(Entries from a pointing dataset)

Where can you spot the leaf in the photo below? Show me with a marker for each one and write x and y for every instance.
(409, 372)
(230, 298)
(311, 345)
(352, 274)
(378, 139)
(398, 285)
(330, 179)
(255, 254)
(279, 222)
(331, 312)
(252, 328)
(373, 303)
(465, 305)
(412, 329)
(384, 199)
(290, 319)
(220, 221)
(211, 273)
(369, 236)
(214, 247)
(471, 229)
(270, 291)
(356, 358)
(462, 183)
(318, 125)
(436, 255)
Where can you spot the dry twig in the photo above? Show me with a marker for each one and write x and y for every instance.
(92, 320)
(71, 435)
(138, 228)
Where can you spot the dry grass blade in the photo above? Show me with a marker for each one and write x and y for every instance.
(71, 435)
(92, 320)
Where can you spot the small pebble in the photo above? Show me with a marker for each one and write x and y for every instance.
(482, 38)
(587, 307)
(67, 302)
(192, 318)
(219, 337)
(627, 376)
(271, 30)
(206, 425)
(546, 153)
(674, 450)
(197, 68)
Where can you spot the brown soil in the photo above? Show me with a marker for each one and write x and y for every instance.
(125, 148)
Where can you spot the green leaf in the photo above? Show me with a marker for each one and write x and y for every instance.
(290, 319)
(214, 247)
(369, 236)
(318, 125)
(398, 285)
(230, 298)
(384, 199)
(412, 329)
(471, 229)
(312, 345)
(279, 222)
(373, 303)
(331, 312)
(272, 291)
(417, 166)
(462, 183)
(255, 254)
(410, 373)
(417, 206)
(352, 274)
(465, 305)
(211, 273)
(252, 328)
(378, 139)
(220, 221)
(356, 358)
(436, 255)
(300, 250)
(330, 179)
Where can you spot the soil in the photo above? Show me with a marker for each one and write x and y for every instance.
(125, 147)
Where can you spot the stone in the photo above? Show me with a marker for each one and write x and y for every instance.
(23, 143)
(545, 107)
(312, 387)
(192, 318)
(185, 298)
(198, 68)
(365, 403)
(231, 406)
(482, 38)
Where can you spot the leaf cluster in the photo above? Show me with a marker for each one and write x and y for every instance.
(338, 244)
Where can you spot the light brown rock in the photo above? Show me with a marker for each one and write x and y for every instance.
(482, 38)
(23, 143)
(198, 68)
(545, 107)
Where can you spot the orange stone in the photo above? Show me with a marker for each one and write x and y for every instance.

**Your task**.
Your task is to extract all of the records exactly.

**Written answer**.
Where can you spot the leaf in the photo below? Show me with a marker for each one and write x and y for every instance.
(409, 372)
(230, 298)
(311, 345)
(352, 274)
(378, 139)
(398, 285)
(330, 179)
(255, 254)
(279, 222)
(331, 312)
(252, 328)
(373, 303)
(465, 305)
(412, 329)
(384, 199)
(290, 319)
(220, 221)
(211, 273)
(369, 236)
(214, 247)
(471, 229)
(270, 291)
(356, 358)
(462, 183)
(318, 125)
(436, 255)
Where can you spot the dry twig in the photo above? Show me with a marker for each one and write x and y for every instance.
(92, 320)
(71, 435)
(138, 228)
Where can you spot the dry grass blade in the photo above? Show me with a marker for each one and write x and y for every instance.
(71, 435)
(92, 320)
Where can you spot the small pebble in the photo above? Show me with a marker for each one and write x and y for every instance.
(482, 38)
(587, 307)
(67, 302)
(192, 318)
(219, 337)
(627, 376)
(271, 30)
(206, 425)
(546, 153)
(674, 450)
(197, 68)
Where can you spot the brown soil in the photo above? Show me with a marker for each one and write x and y for every instance.
(125, 148)
Where can you spot the green leaf in the photo above? Show me with a marker for each one and write x and y for every instance.
(290, 319)
(214, 247)
(369, 236)
(318, 125)
(398, 285)
(230, 298)
(384, 199)
(412, 329)
(471, 229)
(312, 345)
(279, 222)
(373, 303)
(331, 312)
(272, 291)
(417, 166)
(462, 183)
(255, 254)
(410, 373)
(417, 206)
(352, 274)
(465, 305)
(211, 273)
(252, 328)
(378, 139)
(220, 221)
(356, 358)
(436, 255)
(300, 250)
(330, 179)
Where can you spot the soil in the photo above? Show me with a marker for each one and write x and y for every instance.
(125, 147)
Where can you spot the stone in the photo above? Show me with a marker for each one and write x and y for every instance.
(23, 143)
(545, 107)
(312, 387)
(192, 318)
(185, 298)
(198, 68)
(365, 403)
(231, 406)
(482, 38)
Where can you spot the leaf cluster in the photo above? Show me with a marker for each one and write x and y for every instance.
(338, 244)
Where can you spot the light brown rock in the photo above? Show me with a marker for each one and write x and y for every instance.
(482, 38)
(23, 143)
(198, 68)
(545, 107)
Where can you spot the orange stone in the photo above? Show me with a marker for each one and write x and y for every instance.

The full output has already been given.